» WHAT YOU HAVE TO DO
In the material below, find the line that contains "Note: indicate the wheat" and the line that contains "Note: indicate the paving", then write out exactly those two lines and everything between them.
──────────────────────────────
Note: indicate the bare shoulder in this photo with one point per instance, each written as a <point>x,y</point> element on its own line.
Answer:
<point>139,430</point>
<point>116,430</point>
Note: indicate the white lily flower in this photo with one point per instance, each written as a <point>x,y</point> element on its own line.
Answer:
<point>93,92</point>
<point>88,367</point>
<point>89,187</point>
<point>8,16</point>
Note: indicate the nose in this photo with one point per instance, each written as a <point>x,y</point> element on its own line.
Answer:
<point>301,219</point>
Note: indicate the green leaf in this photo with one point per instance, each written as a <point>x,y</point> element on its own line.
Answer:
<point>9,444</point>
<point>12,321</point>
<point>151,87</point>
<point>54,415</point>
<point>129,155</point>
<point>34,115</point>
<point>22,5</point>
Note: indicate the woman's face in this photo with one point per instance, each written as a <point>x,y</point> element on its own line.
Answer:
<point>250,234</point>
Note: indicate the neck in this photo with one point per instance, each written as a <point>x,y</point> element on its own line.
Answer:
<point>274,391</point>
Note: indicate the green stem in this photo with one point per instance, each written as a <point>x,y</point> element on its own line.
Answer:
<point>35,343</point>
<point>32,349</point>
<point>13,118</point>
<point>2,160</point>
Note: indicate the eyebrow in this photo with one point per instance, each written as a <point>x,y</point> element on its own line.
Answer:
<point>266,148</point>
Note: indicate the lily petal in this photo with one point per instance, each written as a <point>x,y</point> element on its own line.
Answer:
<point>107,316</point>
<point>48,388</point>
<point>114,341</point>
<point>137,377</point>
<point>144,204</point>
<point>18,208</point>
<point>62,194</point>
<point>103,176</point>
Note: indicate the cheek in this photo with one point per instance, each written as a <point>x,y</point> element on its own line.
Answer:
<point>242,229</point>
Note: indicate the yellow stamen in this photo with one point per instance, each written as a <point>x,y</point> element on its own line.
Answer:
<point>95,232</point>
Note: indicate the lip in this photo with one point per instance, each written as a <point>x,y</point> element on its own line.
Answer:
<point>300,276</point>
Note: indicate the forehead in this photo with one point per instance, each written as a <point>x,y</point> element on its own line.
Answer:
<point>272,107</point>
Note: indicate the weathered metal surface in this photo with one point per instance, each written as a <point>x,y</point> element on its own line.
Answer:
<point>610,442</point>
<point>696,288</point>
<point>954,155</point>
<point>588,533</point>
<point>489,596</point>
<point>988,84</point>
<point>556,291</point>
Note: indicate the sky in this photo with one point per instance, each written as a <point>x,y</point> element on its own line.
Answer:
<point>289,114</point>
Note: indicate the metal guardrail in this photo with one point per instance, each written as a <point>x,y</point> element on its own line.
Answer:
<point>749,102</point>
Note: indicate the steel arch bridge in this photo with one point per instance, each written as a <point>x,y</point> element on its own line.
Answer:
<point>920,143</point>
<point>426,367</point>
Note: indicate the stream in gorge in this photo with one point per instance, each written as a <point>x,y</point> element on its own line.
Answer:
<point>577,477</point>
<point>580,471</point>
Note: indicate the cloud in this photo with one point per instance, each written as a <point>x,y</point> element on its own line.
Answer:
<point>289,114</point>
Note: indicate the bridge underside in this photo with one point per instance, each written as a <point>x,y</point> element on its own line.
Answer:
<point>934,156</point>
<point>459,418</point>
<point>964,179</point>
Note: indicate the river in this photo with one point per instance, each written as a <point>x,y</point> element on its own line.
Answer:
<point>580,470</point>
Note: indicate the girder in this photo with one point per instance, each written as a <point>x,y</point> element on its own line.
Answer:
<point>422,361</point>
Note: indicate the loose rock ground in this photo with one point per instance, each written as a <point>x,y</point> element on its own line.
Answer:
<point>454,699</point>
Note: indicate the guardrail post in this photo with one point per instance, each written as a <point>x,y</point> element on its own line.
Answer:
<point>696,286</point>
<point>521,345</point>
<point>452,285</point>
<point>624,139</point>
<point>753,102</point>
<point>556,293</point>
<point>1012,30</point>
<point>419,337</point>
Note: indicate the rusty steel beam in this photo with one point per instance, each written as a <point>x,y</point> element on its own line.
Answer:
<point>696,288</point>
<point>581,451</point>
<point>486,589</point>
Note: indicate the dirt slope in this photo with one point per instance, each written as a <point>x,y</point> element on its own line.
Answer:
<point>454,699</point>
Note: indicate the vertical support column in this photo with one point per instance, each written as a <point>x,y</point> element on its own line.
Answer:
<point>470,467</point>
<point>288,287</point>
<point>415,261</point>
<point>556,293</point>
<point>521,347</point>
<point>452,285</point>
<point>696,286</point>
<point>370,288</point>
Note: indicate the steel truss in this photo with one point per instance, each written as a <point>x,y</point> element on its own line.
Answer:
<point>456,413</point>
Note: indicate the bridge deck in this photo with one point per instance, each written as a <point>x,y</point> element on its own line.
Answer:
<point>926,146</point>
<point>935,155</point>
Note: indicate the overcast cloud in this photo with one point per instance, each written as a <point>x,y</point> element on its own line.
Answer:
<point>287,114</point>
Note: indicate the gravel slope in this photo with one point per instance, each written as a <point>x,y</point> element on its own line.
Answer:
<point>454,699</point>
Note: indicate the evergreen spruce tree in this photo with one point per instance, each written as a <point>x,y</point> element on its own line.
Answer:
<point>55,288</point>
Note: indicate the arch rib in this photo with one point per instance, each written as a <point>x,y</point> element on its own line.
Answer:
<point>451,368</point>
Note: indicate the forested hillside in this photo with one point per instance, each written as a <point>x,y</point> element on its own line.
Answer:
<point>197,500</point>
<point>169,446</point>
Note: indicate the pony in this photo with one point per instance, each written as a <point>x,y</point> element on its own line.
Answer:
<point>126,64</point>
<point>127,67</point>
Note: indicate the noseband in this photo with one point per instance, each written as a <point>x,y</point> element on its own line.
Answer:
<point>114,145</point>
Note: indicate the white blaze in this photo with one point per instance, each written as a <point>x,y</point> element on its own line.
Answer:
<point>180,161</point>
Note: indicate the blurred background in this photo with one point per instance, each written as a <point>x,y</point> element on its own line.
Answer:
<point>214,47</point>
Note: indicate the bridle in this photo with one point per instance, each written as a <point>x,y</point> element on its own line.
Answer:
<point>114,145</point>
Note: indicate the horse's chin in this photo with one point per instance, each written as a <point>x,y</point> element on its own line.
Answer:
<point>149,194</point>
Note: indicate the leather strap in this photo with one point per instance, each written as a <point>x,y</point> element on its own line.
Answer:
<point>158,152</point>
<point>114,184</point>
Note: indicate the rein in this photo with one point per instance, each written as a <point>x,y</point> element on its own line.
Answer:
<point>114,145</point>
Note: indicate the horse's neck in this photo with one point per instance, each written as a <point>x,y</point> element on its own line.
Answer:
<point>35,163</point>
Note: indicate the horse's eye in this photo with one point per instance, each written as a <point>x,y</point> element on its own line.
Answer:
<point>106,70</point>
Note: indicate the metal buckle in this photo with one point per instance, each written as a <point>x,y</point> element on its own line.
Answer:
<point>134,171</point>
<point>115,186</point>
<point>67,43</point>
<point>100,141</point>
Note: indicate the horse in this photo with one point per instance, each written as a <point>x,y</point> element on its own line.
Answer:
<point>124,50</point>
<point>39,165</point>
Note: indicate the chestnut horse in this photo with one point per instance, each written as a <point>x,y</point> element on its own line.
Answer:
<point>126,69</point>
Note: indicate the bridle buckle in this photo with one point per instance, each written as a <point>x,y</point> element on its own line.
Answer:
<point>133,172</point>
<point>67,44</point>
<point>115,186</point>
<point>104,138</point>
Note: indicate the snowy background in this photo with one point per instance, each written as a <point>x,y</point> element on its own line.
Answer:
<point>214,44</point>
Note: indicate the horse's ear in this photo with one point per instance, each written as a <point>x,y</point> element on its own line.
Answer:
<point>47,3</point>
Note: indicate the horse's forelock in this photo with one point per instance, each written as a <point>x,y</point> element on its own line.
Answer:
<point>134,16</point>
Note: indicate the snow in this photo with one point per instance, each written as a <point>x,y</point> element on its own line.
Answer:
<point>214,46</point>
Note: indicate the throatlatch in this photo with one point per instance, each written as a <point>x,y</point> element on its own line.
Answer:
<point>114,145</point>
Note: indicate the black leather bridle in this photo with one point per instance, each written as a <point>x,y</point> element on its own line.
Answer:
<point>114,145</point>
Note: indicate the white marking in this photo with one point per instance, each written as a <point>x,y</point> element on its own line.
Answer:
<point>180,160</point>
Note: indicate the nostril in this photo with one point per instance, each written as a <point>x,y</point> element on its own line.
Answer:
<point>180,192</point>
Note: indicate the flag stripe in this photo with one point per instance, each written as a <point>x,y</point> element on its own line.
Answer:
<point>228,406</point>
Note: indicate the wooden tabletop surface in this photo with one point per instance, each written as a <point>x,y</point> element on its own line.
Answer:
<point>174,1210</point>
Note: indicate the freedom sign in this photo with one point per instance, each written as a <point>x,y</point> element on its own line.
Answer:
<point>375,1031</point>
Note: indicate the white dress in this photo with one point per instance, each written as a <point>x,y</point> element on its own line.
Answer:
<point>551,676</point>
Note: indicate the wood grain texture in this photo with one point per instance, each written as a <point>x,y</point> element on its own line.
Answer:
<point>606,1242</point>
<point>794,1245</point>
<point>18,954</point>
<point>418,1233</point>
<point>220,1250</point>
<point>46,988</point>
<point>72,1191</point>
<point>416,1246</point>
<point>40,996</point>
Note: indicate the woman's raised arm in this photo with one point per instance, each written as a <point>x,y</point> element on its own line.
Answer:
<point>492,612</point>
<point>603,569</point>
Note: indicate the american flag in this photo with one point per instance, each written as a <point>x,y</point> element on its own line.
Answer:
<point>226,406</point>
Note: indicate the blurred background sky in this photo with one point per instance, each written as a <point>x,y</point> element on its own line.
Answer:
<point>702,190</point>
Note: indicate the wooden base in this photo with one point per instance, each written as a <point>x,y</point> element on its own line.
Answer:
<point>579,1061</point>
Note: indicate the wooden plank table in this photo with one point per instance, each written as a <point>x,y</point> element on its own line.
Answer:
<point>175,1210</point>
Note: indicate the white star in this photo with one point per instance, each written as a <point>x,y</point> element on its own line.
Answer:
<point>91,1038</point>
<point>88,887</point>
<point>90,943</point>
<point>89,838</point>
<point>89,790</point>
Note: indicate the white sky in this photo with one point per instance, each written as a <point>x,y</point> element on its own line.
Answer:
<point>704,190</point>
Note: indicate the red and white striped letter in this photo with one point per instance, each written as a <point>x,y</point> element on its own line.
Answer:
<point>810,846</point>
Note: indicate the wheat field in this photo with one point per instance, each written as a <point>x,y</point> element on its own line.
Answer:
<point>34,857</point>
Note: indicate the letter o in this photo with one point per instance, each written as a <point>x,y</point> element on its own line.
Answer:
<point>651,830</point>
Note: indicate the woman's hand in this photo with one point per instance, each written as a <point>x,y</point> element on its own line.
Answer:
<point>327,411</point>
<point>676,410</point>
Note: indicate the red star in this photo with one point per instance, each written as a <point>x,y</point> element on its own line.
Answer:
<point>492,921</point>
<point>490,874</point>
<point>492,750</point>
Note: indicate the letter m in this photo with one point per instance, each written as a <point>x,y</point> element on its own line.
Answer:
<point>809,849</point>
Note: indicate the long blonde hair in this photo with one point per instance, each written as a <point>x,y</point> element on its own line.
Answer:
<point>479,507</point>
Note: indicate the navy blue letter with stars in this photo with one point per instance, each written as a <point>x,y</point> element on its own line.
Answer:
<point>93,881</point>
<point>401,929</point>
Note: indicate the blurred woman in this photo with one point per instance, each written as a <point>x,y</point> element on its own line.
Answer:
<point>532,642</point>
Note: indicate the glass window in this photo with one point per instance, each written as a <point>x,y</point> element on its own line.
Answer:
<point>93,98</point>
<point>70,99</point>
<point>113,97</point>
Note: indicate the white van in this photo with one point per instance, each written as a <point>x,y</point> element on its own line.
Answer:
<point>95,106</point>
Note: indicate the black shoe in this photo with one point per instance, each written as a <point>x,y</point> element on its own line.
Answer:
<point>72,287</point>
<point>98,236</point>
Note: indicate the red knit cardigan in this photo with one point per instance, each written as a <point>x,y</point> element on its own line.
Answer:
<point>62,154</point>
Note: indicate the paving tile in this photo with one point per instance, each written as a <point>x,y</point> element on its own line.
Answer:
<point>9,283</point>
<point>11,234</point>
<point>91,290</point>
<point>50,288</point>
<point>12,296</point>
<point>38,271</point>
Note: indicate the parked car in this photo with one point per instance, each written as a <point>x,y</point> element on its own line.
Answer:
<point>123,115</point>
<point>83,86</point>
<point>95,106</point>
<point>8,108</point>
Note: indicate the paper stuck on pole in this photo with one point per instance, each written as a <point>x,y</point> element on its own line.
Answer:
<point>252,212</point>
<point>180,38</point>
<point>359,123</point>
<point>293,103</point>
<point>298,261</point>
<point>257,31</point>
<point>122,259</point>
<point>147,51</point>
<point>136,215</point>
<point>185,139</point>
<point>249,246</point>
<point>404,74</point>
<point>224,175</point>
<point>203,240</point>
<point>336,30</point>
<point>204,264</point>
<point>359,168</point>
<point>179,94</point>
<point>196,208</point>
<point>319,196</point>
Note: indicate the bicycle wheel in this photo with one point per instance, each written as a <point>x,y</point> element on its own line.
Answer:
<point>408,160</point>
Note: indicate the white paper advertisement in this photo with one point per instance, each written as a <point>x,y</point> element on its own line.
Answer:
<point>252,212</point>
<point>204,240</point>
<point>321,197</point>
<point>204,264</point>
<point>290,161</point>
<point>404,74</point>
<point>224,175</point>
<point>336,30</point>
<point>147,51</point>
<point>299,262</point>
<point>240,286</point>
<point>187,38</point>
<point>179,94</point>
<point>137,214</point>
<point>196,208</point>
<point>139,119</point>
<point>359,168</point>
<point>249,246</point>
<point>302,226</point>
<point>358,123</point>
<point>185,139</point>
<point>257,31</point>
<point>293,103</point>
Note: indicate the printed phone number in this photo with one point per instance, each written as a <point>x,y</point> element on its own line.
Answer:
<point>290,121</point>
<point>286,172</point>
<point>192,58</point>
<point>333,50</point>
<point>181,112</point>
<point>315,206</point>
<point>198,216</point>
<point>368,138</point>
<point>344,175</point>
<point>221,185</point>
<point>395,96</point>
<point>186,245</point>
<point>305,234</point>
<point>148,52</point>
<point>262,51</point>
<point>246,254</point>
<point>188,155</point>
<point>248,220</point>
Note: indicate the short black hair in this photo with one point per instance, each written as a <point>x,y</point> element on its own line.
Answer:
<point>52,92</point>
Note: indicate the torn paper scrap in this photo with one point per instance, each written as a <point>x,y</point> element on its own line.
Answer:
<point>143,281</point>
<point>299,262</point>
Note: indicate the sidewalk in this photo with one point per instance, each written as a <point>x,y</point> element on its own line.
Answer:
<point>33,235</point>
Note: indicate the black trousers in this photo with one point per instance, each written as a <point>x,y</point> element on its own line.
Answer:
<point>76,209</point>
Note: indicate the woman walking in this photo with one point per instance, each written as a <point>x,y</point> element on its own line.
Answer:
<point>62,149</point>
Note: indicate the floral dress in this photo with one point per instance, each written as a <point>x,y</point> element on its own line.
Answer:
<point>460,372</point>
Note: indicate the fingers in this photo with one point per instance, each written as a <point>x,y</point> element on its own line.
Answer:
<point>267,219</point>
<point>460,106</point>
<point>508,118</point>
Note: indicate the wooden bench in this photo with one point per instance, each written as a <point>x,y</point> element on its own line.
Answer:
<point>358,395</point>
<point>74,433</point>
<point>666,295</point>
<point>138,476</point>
──────────────────────────────
» RESPONSE TO THIS EXERCISE
Note: indicate the wheat field in this photo with one point per instance, each written as a <point>x,y</point> element on its own line.
Answer:
<point>34,857</point>
Note: indicate the letter o in this photo with one point per instance, each written as a <point>x,y</point> element on its own line.
Answer:
<point>651,830</point>
Note: indicate the woman's hand in this photo with one point per instance, each written as a <point>x,y</point> element on its own line.
Answer:
<point>327,411</point>
<point>676,410</point>
Note: indicate the red star in this photo with one point per instance, each written as a <point>x,y</point> element on its own line.
Answer:
<point>492,921</point>
<point>490,874</point>
<point>492,750</point>
Note: indicate the letter m in this photo with one point per instance, each written as a <point>x,y</point> element on its own line.
Answer:
<point>809,849</point>
Note: indicate the long blonde hair in this photo with one point per instance, each written as a <point>x,y</point> element on its own line.
Answer:
<point>479,507</point>
Note: indicate the navy blue letter with stars in this photo with one point per instance, each written as a <point>x,y</point> element on its own line.
Answer:
<point>93,881</point>
<point>401,929</point>
Note: indicate the blurred woman in this photo with one point per instance, each written as a <point>x,y</point> element on its own line.
Answer:
<point>532,642</point>
Note: indicate the glass window in this photo with one point per instance, each written as a <point>x,y</point> element on its own line.
Answer:
<point>93,98</point>
<point>70,99</point>
<point>113,97</point>
Note: indicate the white van in this photo with one point per instance, each written as a <point>x,y</point> element on its own line.
Answer:
<point>95,106</point>
Note: indicate the black shoe in this photo with one point per instance, each written as a <point>x,y</point> element on its own line.
Answer:
<point>72,287</point>
<point>98,236</point>
Note: indicate the red knit cardigan in this photo with one point per instance, each written as a <point>x,y</point> element on its own line.
Answer:
<point>62,154</point>
Note: indicate the paving tile in this photo with one point per instance, each written as a <point>x,y</point> element on its own line.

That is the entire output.